== Data section ==
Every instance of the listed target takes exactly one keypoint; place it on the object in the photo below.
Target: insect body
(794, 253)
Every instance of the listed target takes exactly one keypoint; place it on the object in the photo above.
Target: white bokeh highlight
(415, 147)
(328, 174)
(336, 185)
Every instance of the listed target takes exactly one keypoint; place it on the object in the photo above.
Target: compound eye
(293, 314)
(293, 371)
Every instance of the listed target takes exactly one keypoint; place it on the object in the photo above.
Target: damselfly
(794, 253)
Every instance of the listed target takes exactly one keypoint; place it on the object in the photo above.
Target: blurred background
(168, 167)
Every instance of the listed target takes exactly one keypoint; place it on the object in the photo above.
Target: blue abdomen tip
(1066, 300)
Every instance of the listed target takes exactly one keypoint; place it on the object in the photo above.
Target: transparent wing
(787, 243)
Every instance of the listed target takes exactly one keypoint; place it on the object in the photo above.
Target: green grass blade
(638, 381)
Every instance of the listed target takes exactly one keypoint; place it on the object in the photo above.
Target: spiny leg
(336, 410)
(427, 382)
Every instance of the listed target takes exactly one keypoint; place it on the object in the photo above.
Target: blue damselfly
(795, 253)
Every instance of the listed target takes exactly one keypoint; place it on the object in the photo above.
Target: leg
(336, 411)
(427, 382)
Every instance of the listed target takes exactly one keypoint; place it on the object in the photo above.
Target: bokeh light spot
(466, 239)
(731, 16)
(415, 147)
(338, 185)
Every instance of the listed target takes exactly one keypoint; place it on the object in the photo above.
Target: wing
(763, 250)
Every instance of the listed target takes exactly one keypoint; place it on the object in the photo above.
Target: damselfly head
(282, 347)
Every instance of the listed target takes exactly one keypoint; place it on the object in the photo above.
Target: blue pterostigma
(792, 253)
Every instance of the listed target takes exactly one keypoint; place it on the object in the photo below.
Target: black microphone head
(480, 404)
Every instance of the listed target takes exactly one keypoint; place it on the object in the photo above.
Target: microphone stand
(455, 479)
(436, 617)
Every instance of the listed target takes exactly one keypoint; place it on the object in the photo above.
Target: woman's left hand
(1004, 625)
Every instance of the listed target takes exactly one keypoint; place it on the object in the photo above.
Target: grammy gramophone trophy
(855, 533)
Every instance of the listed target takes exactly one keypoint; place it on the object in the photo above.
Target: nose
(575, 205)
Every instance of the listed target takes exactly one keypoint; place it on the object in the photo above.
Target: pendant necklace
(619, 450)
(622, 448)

== Problem to work on ==
Identify every line in the rows above that contains the string "damselfly", and copy each such line in full. Case counts.

== Task solution ==
Target: damselfly
Target: blue damselfly
Target: damselfly head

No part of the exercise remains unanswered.